• Stated goal 1:
In the book review below, which language does Ha-Yun Jung describe as having no true first-person singular?

The Genius of Language, edited by Wendy Lesser

When I first saw The Genius of Language: Fifteen Writers Reflect on Their Mother Tongues, edited by Berkeley author and Threepenny Review founder Wendy Lesser, I assumed it focused on the impact the writers' first languages had on their work in English.

It turned out to be much more. Just as an idiom translated from one language to another can't recapture its original richness, the title of Lesser's book doesn't really express what the writers end up sharing -- namely, how being raised to speak a language other than the one you now use can create two personas within one mind. The writers in question are accomplished in English as a second language, but the affecting, intimate stories they tell in this series of short memoirs go beyond linguistic differences or comparisons into the formation of their language-shaped personality.

In "Split Self," Nicholas Papandreou's family moves back from the United States to Greece in the early sixties so that, as he writes, "my father could enter politics." (A charming bit of understatement there: his father Andreas became prime minister, as Andreas's father George was before him.) Nicholas clings to the English he has learned in his early years in Berkeley and mines British books and comics for slang to expand his stagnant English, which "automatically became my refuge, a way to prevent the complete loss of my embryonic identity."

His experience gives a whole new meaning to the phrase "mother tongue," since his bias for English aligns him not with his powerful father but with his Chicago-born mother. After Andreas Papandreou is imprisoned and then amnestied, he takes the family to Sweden and finally rural Canada, where he is given asylum. "I think all members of my family are wounded by language in one way or another," Nicholas concludes, chronicling the countries and languages his siblings were forced to adopt after a childhood sacrificed to international politics.

A book about first languages naturally produces such coming-of-age stories. Ha-Yun Jung speaks of Korean, her first language, as having no true first-person singular. She discovers the "I" when she learns English in school as the daughter of a diplomat. As with Papandreou, Jung's English is the only constant as she moves from Korea to Thailand and back again, watching her father lose his health and her mother lose her sanity as the family suffers economic and political reversals.

Jung begins to keep a diary in English as an outlet for her first-person declarations. The day she discovers her mother unconscious from a suicide attempt, she writes: "I don't know where to begin; I can't believe it," sentences Jung says she could not write in Korean. Toward the end of the essay Jung writes, "I consider myself supremely lucky to be an American novelist," leaving the impression that she and English are in permanent and happy partnership, but in the biographical notes at the back of the book it says that "after living in the Unites States for seven years, she recently returned to Korea, where she is at work on a novel." It seems neither language has yet won a decisive victory in the battle for supremacy within Jung.

• Stated goal 2:
Select every line of the entries that contains the string "grass", treating uppercase and lowercase as different.

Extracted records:

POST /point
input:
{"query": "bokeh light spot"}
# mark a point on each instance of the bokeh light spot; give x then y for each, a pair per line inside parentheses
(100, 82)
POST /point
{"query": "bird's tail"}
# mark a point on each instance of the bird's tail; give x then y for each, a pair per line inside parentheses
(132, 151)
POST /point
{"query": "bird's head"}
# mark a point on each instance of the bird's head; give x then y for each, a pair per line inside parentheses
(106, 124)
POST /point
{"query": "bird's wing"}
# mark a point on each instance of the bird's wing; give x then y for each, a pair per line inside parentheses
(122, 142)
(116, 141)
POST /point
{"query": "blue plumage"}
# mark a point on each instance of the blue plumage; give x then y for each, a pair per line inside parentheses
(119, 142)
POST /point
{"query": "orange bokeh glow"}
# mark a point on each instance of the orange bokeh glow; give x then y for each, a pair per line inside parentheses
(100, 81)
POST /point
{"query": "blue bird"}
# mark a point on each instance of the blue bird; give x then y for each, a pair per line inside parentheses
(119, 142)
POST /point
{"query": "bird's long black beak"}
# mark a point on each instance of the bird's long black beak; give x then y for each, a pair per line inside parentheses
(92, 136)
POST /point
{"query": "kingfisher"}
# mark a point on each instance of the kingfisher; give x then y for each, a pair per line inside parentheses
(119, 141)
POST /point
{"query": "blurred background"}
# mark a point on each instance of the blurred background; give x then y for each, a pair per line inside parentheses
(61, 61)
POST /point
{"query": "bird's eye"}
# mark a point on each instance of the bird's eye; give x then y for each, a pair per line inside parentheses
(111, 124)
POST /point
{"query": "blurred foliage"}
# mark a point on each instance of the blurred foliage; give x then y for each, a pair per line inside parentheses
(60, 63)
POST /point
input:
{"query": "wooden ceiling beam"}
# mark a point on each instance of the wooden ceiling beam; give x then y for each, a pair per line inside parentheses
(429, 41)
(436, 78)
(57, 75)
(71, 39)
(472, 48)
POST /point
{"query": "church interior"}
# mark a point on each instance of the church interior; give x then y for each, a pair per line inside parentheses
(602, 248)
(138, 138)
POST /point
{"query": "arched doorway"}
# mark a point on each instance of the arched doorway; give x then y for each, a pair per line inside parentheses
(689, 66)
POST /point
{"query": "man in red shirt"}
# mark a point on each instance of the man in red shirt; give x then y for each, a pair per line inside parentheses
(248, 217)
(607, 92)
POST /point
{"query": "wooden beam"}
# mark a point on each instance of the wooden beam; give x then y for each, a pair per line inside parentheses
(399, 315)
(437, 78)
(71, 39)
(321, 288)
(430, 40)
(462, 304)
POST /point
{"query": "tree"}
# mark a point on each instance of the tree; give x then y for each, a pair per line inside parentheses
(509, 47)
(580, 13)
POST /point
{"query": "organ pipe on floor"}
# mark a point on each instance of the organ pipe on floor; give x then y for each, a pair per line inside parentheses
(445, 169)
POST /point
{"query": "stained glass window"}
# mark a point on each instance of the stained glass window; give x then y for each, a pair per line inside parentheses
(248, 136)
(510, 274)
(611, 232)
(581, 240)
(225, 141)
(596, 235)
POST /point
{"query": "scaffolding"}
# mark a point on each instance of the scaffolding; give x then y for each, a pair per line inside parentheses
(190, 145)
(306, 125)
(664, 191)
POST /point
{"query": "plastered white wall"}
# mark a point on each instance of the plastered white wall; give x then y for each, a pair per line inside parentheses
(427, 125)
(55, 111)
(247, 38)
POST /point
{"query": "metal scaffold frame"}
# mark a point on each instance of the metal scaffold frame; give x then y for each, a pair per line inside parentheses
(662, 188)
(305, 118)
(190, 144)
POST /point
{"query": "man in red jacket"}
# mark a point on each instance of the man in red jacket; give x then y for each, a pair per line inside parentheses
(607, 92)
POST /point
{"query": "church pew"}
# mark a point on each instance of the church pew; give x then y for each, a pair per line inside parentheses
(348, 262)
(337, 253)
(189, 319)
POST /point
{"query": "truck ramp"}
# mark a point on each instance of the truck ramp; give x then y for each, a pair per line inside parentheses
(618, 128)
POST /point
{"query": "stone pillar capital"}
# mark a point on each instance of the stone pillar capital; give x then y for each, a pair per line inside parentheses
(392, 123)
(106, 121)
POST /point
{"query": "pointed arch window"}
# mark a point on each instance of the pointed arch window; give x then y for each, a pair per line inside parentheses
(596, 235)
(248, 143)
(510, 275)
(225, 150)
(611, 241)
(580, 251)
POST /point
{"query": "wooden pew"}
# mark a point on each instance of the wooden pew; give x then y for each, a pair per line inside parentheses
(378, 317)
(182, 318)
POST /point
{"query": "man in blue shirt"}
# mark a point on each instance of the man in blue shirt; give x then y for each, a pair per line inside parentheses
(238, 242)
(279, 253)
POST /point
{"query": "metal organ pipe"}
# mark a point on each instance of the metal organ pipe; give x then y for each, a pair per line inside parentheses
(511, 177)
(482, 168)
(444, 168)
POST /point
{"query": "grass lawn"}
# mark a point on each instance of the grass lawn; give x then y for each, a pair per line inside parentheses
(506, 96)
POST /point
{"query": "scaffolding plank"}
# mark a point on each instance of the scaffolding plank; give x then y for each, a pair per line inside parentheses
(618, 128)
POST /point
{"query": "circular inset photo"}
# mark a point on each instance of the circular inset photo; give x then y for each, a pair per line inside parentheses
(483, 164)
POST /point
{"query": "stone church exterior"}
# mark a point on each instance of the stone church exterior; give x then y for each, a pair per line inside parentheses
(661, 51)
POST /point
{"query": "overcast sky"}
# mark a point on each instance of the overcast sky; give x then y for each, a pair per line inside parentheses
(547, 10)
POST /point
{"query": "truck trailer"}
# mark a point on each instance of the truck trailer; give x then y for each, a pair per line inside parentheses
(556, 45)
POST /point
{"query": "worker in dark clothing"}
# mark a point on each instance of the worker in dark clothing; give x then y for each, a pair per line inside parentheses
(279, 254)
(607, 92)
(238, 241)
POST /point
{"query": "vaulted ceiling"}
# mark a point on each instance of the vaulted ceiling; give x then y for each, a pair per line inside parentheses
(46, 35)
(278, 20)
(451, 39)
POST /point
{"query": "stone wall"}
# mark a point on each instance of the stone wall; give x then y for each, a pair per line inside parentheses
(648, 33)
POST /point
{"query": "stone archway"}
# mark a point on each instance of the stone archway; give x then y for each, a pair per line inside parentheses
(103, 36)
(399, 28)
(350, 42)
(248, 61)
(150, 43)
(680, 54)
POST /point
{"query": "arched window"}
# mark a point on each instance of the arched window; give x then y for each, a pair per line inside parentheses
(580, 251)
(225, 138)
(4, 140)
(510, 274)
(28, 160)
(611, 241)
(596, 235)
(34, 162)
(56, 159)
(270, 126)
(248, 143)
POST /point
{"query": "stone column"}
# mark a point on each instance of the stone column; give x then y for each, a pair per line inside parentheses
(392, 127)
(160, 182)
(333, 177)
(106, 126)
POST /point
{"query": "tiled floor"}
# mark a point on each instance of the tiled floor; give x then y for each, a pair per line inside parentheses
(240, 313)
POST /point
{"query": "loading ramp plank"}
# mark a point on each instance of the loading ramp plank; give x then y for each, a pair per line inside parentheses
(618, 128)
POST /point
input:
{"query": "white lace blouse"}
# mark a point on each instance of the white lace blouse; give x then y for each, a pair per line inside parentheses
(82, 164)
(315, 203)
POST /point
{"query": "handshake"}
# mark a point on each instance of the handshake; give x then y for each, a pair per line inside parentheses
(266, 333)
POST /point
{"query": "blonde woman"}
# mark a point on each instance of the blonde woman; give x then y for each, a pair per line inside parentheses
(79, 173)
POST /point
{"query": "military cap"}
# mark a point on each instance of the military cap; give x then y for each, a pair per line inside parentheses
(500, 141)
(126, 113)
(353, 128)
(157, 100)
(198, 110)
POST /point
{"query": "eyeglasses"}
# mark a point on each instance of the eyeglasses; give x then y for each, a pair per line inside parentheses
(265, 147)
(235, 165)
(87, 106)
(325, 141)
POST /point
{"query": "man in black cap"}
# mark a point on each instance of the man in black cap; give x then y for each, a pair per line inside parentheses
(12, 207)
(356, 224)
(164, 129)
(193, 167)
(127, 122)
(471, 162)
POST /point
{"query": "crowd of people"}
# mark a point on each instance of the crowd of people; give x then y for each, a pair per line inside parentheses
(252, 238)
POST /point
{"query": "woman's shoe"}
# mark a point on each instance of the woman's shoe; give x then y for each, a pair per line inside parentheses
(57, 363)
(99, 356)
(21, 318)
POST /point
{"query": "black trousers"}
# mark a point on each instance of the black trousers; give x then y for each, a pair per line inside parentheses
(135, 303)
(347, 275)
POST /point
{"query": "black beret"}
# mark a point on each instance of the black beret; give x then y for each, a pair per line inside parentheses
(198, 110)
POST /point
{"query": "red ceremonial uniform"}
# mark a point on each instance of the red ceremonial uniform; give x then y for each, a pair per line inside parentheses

• Complete answer 1:
Korean

• Complete answer 2:
{"query": "grass lawn"}
# mark a point on each instance of the grass lawn; give x then y for each, a pair per line inside parentheses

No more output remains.